How do you go about balancing the lights?

Thanks

Allan

Kenny
4th May 2009, 11:01 AM
Hiya

Good question and one I will be interested to keep an eye on for the answers.I do know that on Saturday at the wedding I was at Ray used his flash and kept setting the power levels on the flash to compliment the light that was there.

Bessy regs

Kenny

Stemmy
4th May 2009, 11:10 AM
Imagine you meter for a subject without your flash switched on.

If the light behind the subject is quite low then the subject will show quite bright in the final image.

Imagine your subject has a sunset behind them - the camera will meter for the bright light thus throwing your subject into darkness. Sometimes you want this to do silhouettes etc.

You will increase and decrease your flash to compensate for this - let the camera worry about the background and then you flash the subject to expose the whole scene correctly.

Keltic Ice Man
4th May 2009, 11:31 AM
Thanks Stemmy, but how do i know how much to light, is it trial and error or is there a black magic at work ?

Stemmy
4th May 2009, 11:39 AM
Its experience thats all - I can look at an image and guesstimate how many stops difference the light is on the background in relation to then foreground.

You could do it another way - as the subject to move and meter for the background - then ask the subject to come back and then zoom in on them to remove the background. compare the two and this will give you the stops difference.

You can then alter your flash accordingly.

Jason Walker
4th May 2009, 11:55 AM
As Martin has said, unbalanced flash will mean that the light from the flash overpowers the ambient light in the scene, the idea is to balance the light from the flash so that it is balanced with the ambient light, making it difficult to know that flash has been used.

for example if you had your subject standing by a window with plenty of natural light, without a reflector or some balanced "fill" flash your subject will have shadows on the side away from the ambient light.

to balance the flash to blend in with the natural light you would reduce the flashes power until the light from the flash doesnt overpower the light from the window which will lift the shadows and without brightening the side lit by the window light

for example...

Chris Hawkins
4th May 2009, 04:30 PM
Depending on your camera, use slow or rear curtain sync (I always rear curtain - another conversation) and matrix metering. Take a shot look at the pic on the LCD and compensate flash accordingly. On Nikons make sure use use flash compensation not camera exposure compensation because the later is a global setting which effects the flash as well :-)

PS Great picture Jason.

Keltic Ice Man
4th May 2009, 05:12 PM
Excellent example Jason, Many thanks.

Think I need to read around this quite a bit, as im often unhappy with my flash work

george.monaghan
4th May 2009, 06:00 PM
Hi,

here is a good rule of thumb. Leave the camera flash on ettl (or similar on your model):

bright sunlight behind subject or really bright day, full power flash.
cloudy with breaks of light, - 1 stop on the flash.
under cover or shade, - -2 stops on the flash.

Indoors in dim light set ISO to 800 (or so) lower shutter speed for the subject and shoot at the lens lowest f stop. This is a good starting point to balance indoor dark scenes and flash.

EXTRACTED MATERIAL

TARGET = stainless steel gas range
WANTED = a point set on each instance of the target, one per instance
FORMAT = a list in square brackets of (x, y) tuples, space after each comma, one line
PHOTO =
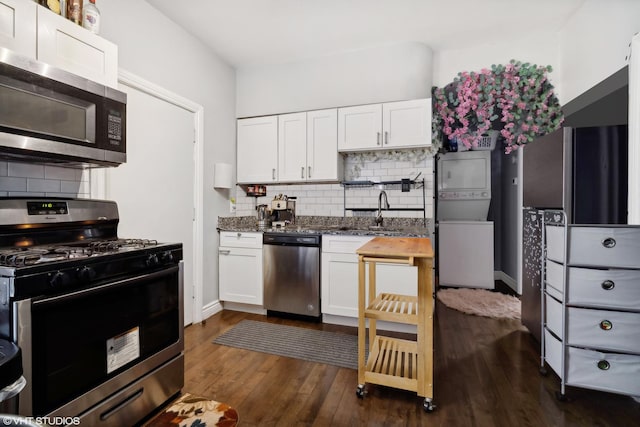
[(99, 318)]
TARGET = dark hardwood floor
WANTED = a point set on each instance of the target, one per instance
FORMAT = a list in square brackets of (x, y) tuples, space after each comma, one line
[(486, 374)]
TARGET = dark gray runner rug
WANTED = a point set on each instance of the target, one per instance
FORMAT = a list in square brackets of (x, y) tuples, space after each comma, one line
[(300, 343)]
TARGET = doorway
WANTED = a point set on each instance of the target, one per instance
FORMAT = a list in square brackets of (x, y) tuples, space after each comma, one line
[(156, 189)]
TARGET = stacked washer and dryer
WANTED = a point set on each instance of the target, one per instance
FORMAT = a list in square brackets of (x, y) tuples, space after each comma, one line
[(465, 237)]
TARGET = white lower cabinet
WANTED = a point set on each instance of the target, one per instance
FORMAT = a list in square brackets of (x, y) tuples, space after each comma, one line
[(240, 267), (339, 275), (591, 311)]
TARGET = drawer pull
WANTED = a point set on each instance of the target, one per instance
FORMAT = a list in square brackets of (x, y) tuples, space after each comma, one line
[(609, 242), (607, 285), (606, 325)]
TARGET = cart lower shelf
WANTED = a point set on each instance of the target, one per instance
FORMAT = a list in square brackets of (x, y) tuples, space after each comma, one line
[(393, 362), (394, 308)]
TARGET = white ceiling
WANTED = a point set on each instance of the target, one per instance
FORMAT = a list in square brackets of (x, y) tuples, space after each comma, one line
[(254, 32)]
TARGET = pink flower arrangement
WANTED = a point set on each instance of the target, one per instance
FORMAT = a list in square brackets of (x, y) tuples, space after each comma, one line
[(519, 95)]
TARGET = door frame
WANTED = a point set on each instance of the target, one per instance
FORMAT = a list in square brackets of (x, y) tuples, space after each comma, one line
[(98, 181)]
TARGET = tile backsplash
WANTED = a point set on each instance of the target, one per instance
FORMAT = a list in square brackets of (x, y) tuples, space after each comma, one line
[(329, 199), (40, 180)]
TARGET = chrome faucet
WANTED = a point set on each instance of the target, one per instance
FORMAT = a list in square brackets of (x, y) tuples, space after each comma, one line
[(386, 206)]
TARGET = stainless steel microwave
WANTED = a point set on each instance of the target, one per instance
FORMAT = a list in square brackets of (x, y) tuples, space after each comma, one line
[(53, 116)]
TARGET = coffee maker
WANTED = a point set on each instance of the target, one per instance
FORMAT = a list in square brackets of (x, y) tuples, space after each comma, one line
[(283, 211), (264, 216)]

---

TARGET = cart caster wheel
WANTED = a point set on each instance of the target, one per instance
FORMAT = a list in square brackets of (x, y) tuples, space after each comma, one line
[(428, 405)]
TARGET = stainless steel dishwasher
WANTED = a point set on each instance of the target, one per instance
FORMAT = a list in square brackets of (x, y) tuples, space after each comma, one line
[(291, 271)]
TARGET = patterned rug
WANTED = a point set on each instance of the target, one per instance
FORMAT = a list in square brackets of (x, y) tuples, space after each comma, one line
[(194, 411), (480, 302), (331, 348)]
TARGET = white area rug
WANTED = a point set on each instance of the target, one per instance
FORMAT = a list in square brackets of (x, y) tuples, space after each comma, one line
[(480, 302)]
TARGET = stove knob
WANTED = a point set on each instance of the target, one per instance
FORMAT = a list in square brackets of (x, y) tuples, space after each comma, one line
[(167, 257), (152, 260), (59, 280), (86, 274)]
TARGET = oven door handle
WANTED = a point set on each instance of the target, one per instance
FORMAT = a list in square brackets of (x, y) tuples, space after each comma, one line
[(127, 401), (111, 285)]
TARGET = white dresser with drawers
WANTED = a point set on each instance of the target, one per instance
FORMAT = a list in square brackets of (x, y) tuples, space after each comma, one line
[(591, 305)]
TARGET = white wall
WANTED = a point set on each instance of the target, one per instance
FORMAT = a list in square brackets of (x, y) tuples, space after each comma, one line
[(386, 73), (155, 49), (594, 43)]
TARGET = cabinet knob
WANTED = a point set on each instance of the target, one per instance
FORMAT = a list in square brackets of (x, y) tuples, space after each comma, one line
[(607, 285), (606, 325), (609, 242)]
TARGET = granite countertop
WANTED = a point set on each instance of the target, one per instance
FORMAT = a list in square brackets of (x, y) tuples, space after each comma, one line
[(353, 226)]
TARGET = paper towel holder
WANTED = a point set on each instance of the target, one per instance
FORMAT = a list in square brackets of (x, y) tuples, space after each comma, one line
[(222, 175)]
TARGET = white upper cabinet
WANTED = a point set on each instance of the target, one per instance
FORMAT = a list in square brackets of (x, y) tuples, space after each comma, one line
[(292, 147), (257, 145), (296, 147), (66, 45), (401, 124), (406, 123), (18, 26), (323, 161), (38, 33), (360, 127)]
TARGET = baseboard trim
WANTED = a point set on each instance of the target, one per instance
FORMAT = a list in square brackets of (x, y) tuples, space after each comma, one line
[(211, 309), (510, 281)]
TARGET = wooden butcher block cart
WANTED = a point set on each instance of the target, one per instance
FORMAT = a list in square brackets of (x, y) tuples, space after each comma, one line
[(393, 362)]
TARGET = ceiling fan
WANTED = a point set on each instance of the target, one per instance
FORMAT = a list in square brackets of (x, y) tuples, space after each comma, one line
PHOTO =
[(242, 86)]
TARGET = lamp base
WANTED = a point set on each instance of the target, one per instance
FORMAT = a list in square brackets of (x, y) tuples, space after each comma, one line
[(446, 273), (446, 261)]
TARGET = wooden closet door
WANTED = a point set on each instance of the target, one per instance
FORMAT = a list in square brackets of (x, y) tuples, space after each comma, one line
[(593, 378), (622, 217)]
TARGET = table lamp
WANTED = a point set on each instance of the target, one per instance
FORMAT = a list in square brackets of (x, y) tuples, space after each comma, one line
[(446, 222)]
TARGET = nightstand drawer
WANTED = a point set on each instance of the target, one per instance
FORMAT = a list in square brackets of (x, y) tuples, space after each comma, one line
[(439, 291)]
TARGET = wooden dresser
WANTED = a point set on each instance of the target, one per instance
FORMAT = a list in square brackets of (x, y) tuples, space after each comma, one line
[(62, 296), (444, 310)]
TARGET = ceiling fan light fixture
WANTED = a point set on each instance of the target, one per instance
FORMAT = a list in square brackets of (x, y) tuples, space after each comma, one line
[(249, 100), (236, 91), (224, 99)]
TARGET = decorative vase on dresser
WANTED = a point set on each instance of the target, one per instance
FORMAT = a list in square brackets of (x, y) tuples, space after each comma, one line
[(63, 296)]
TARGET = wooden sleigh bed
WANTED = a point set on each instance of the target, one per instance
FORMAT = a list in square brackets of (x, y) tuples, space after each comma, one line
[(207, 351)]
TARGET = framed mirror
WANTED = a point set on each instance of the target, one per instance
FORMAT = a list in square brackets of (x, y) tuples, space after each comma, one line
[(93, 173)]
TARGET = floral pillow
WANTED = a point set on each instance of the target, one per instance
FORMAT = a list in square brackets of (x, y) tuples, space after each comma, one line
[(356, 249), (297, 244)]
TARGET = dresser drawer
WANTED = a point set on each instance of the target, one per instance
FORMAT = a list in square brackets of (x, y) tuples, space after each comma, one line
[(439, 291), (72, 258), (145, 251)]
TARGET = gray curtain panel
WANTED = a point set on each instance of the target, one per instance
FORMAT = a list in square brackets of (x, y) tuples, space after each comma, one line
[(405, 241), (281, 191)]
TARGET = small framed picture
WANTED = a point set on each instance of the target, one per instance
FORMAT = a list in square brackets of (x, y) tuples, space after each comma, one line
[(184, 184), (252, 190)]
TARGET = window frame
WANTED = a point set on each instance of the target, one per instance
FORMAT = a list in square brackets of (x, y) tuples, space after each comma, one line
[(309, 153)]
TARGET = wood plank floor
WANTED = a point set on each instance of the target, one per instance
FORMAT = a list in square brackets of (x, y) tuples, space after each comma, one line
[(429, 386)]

--

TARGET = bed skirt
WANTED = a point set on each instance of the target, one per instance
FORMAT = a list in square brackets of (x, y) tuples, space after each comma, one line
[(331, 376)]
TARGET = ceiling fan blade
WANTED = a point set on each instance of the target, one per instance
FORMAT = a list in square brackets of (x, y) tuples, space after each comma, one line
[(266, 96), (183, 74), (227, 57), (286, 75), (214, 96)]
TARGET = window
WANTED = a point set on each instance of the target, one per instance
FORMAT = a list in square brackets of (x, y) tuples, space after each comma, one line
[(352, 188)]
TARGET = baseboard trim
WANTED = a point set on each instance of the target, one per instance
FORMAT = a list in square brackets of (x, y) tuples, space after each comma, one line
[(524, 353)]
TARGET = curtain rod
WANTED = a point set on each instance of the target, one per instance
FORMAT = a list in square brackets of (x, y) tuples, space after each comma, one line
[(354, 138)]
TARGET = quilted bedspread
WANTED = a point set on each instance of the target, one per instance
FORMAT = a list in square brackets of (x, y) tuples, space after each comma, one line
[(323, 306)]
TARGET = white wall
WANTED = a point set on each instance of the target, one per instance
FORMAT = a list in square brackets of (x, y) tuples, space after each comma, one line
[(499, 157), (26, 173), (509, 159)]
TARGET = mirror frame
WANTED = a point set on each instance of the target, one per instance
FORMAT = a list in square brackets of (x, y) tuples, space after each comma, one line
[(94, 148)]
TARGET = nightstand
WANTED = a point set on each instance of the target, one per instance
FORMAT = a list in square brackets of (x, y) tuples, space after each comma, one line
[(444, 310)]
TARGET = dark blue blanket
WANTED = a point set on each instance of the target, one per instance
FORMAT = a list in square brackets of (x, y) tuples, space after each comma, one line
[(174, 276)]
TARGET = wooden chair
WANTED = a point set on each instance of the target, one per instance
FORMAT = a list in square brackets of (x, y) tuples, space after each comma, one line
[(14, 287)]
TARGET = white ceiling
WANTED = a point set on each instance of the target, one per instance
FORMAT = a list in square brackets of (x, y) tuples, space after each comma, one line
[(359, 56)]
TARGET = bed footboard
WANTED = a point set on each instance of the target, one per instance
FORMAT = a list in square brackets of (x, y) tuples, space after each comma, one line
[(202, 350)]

TASK STATEMENT
In the discussion on balancing flash with ambient light, what ISO setting is suggested for shooting indoors in dim light?

TASK RESULT
ISO 800, or thereabouts.